TASKS:
1. Answer these from the rent-reduction article below, one answer per line:
(a) What was the peak average monthly rent nationwide, and in what year was it reached?
(b) Since what year has Rene Mooshy served as a property manager?
(c) What range of rent discounts does the article give for on-site building managers?
2. Reproduce the passage of the rent-reduction article below that falls between "Landlords often need" and "of the building.", inclusive.

EXCERPT PROVIDED:
>> BEGIN
Maybe you don't have to pay market rates!

Clever Ways to Reduce Your Rent

by Mark Heidelberger


Related Articles

Cost of Renting A First Apartment

Renting a Spare Bedroom

9 Ways to Live Rent Free

A gradual rise in the median price of homes between 2004 and 2015 combined with a relatively stagnant economy means more and more people have turned to renting. Unfortunately, the average rent payment nationwide has also risen, peaking at an all-time high of $992 per month in 2014, according to the US Census Bureau's most recent data. However, when it comes to reducing your rent, a little ingenuity can go a long way. Ian Vishnevsky has owned residential real estate in several cities around the country since 2001, and Rene Mooshy has served as property manager for a multi-unit building in North Hollywood, California since 2008. Both share some clever ideas that may allow you to keep more of that rent money in your own pocket.

Building Management

Landlords often need on-site managers like Mooshy to keep units filled, collect rent, supervise maintenance, and handle tenant requests. If you have the appropriate skills and a flexible enough work schedule to handle these tasks, the landlord may be willing to reduce your rent. Discounts usually vary anywhere from 20 percent all the way up to a free unit, depending on the size and needs of the building.
>> END
SUPPLIED INFORMATION:
>> BEGIN
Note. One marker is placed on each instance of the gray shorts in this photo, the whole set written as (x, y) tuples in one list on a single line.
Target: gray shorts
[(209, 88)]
>> END
RESULTS FOR EACH TASK:
1.
(a) $992 per month, in 2014.
(b) Since 2008.
(c) From 20 percent up to a free unit.

2.
Landlords often need on-site managers like Mooshy to keep units filled, collect rent, supervise maintenance, and handle tenant requests. If you have the appropriate skills and a flexible enough work schedule to handle these tasks, the landlord may be willing to reduce your rent. Discounts usually vary anywhere from 20 percent all the way up to a free unit, depending on the size and needs of the building.